**EXERCISE OBJECTIVE**
From the passage on model validation and results, extract the span that begins at "The effect size" and runs up to and including "and pancreatitis groups.", word for word.

**SOURCE PASSAGE**
----------------

In order to assess the validity and robustness of the discovered model, a 10-fold cross-validation was performed in the MA data subset [25]. Values of AUC, sensitivity, specificity and goodness of fit are reported for this validation step.
To further test our hypothesis and to assess the validation of the models, we have tested two additional scenarios. The first consisted of applying the general model generated using the all patient’s FS dataset, on the pneumonia and pancreatitis MA datasets, respectively. This scenario tests the performance of the models when similar patients populations are used. The second scenario tests the performance of the models when similar features are used. We have created two additional models on the MA dataset of the general population using the variables selected for the pneumonia and pancreatitis groups, and compare them with the specific models developed on their respective populations’ MA datasets.
3. Results
From the inclusion criteria, exclusion criteria, and preprocessing, a total of 2944 patients were selected. From these 2944 patients, 802 had an ICD9 diagnosis of pneumonia and 143 an ICD9 diagnosis of pancreatitis. Clinical and demographic characteristics of these groups are shown in ► Table 1. No significant differences were found between the pneumonia and pancreatitis subgroups with respect to hospital length of stay, ICU length of stay, APACHE III, or SOFA scores. Age (p < 0.05) was significantly different between the two subgroups.
Fluid and vasopressor administration is also shown in ► Table 1. Pancreatitis patients received both a greater overall volume of fluids and received vasopressors for longer periods than did patients with pneumonia.
The effect size and p-values obtained from the univariate logistic regression analysis of the initial set of variables is shown in ► Table 2. Correlation analysis between the variables showed three significantly correlated groups (p < 0.05). Firstly, hemoglobin, red blood cell count, and hematocrit; and secondly, mean non-invasive blood pressure and systolic non-invasive blood pressure, and thirdly arterial pH and arterial base excess. To strengthen the analysis we removed hemoglobin, red blood cell, mean non-invasive blood pressure, and arterial pH.
With regards to the number of rules generated, 4 rules (deriving from 4 clusters) were obtained for the general patients group while 3 rules were obtained for the pneumonia and pancreatitis groups.
► Figure 3 shows the cumulative stepwise performance contribution of each of the variables to the relevant models. From this figure, it is can be seen that only a few of the first variables significantly (p < 0.05) increase the value of AUC. In other words, the first variables selected by the forward selection approach have a significantly higher contribution to the models than the remaining variables. Arterial base excess, lactic acid, and platelets are common to all of the groups. Pneumonia patients add non-invasive systolic blood pressure and white blood cells, and pancreatitis patients add temperature to the models.

----------------

**STUDY MATERIAL**
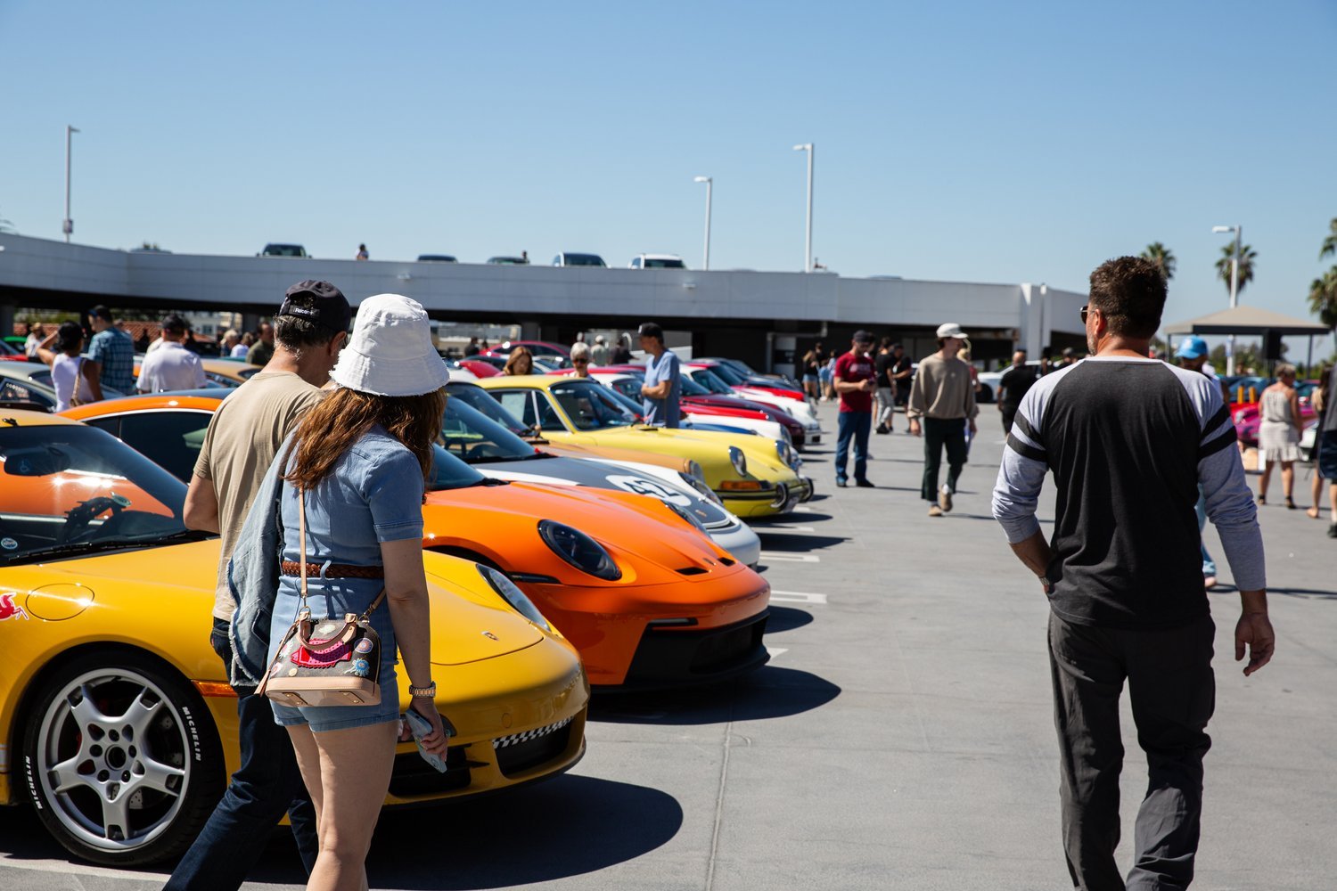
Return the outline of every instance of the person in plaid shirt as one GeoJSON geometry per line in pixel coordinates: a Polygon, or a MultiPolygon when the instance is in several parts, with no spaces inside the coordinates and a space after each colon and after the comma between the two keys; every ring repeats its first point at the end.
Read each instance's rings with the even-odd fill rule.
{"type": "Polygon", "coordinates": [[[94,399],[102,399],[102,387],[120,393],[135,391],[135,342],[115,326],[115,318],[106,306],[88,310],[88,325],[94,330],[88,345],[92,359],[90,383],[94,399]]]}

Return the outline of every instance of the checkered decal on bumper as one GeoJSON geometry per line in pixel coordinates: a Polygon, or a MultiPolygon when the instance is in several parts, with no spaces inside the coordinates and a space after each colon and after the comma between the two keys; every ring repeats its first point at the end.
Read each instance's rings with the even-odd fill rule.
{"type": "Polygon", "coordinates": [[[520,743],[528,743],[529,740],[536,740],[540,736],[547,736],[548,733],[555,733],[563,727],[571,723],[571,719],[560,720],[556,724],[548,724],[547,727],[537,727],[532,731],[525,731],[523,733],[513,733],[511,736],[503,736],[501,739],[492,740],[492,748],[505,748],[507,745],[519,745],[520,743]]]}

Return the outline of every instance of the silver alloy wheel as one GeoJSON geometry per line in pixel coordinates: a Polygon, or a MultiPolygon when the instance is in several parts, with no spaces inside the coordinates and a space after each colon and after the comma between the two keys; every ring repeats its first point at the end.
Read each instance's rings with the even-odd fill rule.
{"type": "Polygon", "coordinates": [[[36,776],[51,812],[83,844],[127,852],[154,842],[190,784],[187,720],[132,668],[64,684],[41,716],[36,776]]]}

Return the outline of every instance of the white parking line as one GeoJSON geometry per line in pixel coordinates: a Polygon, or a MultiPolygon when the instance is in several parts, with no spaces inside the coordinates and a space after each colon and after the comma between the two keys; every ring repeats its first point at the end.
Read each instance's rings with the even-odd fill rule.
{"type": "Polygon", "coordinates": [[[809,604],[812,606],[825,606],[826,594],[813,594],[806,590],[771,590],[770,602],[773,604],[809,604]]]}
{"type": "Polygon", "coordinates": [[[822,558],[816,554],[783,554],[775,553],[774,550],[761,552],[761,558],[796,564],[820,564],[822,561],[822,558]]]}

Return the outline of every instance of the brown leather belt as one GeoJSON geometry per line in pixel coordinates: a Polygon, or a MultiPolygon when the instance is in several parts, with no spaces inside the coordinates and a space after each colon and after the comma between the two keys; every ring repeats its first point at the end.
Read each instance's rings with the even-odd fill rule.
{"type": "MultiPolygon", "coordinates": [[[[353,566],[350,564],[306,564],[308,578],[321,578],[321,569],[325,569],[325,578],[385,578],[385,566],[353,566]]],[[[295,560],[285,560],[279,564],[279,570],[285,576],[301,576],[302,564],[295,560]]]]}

----------------

**RESULT BELOW**
The effect size and p-values obtained from the univariate logistic regression analysis of the initial set of variables is shown in ► Table 2. Correlation analysis between the variables showed three significantly correlated groups (p < 0.05). Firstly, hemoglobin, red blood cell count, and hematocrit; and secondly, mean non-invasive blood pressure and systolic non-invasive blood pressure, and thirdly arterial pH and arterial base excess. To strengthen the analysis we removed hemoglobin, red blood cell, mean non-invasive blood pressure, and arterial pH.
With regards to the number of rules generated, 4 rules (deriving from 4 clusters) were obtained for the general patients group while 3 rules were obtained for the pneumonia and pancreatitis groups.